● **Document excerpt**
--- START ---

As we enter a new academic year, I would normally use this opportunity to reflect on successes and challenges faced over the previous year, and outline our priorities and ambitions for the year ahead. But, of course, this is not a normal year. However, despite the pressures we all face, it is critical not to lose sight of the importance of Equality, Diversity and Inclusion in delivering all that we strive for at the University, and so I am using this blog to outline how we will be continuing to pursue our EDI ambitions within the ever changing context in which we find ourselves.
Firstly, we will be continuing to embed EDI in our decision making. We have reviewed our approach to Equality Impact Assessments over the past year, and will be working to increase transparency and visibility of these analyses over the coming months. Most critically, EDI has been embedded into our thinking around teaching delivery, face coverings, and return to campus. We are also launching the sunflower lanyard scheme. This scheme enables those with invisible and visible disabilities to, if they wish, wear a lanyard to signal that they are exempt from wearing face coverings, and may also benefit from other adjustments as they work and study. I would like to take this opportunity to thank the input of Beth Titchiner, our SU Disabled Students officer from 2019-20, for her thoughtful work that led us to adopt this scheme that will benefit both our students and staff.

--- END ---

● **To do**
1/ Can you switch "blog" to "message" and give the EDI post again from "As we enter" to "we find ourselves."?
2/ Answer these questions about the EDI post:
(a) Which three areas does the writer say it is critical not to lose sight of?
(b) What approach does the post say was reviewed over the past year?
(c) Who is thanked for the work that led to adopting the sunflower lanyard scheme?

● **Data extract**

--- START ---

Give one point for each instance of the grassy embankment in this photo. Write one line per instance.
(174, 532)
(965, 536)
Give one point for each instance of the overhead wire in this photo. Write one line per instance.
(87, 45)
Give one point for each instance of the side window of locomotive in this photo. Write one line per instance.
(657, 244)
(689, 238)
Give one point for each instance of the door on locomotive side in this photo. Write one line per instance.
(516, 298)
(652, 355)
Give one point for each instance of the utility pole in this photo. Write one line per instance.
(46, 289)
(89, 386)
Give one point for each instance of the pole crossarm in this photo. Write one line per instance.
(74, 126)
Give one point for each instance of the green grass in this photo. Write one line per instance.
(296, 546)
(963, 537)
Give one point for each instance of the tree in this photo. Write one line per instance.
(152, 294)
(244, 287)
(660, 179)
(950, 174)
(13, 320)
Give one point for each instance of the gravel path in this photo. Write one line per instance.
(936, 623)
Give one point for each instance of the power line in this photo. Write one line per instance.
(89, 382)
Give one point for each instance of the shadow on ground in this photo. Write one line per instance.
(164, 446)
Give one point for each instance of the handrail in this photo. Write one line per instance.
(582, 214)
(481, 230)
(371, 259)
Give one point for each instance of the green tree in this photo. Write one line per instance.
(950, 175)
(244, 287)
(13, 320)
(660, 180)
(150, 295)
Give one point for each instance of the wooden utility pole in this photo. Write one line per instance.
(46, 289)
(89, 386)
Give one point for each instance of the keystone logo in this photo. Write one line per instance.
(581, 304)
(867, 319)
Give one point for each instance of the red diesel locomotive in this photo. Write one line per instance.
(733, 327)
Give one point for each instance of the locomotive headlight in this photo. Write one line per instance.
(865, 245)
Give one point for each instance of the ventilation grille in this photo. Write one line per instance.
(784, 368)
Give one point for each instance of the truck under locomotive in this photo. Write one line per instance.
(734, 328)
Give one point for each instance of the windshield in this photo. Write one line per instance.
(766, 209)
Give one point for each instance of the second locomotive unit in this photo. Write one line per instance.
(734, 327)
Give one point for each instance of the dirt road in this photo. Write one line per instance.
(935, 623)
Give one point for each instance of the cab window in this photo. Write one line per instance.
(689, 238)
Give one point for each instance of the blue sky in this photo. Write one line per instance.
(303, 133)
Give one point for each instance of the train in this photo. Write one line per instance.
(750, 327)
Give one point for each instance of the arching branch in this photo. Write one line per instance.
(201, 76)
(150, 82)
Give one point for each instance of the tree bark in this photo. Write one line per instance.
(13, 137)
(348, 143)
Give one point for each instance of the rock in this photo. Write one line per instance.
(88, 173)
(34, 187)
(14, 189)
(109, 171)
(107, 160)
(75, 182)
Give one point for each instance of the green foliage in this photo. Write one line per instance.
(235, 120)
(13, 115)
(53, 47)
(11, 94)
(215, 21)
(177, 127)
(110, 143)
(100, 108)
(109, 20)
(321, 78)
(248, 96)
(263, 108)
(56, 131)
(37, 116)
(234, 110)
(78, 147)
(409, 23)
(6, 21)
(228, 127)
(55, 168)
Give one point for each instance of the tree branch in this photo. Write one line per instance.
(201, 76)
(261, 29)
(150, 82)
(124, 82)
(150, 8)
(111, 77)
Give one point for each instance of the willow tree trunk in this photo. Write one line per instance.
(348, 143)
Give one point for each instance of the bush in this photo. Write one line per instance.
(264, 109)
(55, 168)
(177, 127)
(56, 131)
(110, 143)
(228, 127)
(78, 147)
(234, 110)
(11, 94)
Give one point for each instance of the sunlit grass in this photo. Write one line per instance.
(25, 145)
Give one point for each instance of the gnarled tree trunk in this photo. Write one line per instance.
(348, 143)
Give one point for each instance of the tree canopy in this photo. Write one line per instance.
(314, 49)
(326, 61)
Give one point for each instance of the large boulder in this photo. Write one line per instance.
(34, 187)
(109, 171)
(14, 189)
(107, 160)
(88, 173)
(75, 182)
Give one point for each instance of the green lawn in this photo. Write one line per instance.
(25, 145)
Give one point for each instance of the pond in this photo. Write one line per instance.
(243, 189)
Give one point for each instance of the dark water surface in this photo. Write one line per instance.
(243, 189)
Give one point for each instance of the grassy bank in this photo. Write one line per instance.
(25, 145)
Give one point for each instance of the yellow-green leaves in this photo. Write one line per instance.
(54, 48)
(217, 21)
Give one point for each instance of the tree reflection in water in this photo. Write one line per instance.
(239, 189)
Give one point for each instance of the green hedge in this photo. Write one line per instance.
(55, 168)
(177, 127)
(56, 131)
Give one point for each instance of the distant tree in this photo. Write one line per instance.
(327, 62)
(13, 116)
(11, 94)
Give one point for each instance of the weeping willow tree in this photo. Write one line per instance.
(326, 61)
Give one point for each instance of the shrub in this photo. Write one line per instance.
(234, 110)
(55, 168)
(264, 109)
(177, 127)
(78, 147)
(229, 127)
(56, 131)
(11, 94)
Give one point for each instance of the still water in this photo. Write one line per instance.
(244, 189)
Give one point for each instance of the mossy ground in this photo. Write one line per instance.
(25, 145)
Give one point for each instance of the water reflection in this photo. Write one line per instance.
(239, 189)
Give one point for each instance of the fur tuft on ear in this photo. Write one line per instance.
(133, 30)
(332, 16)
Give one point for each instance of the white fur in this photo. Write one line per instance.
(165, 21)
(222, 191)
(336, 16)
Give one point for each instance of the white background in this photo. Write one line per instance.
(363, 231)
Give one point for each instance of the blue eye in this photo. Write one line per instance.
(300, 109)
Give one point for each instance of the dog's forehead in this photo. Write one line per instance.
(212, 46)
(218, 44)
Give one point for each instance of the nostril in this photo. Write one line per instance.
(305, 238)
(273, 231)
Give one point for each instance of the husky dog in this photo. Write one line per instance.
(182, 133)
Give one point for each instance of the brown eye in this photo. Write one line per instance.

--- END ---

● **Results for each task**
1/
As we enter a new academic year, I would normally use this opportunity to reflect on successes and challenges faced over the previous year, and outline our priorities and ambitions for the year ahead. But, of course, this is not a normal year. However, despite the pressures we all face, it is critical not to lose sight of the importance of Equality, Diversity and Inclusion in delivering all that we strive for at the University, and so I am using this message to outline how we will be continuing to pursue our EDI ambitions within the ever changing context in which we find ourselves.

2/
(a) Equality, Diversity and Inclusion.
(b) The approach to Equality Impact Assessments.
(c) Beth Titchiner, the SU Disabled Students officer from 2019-20.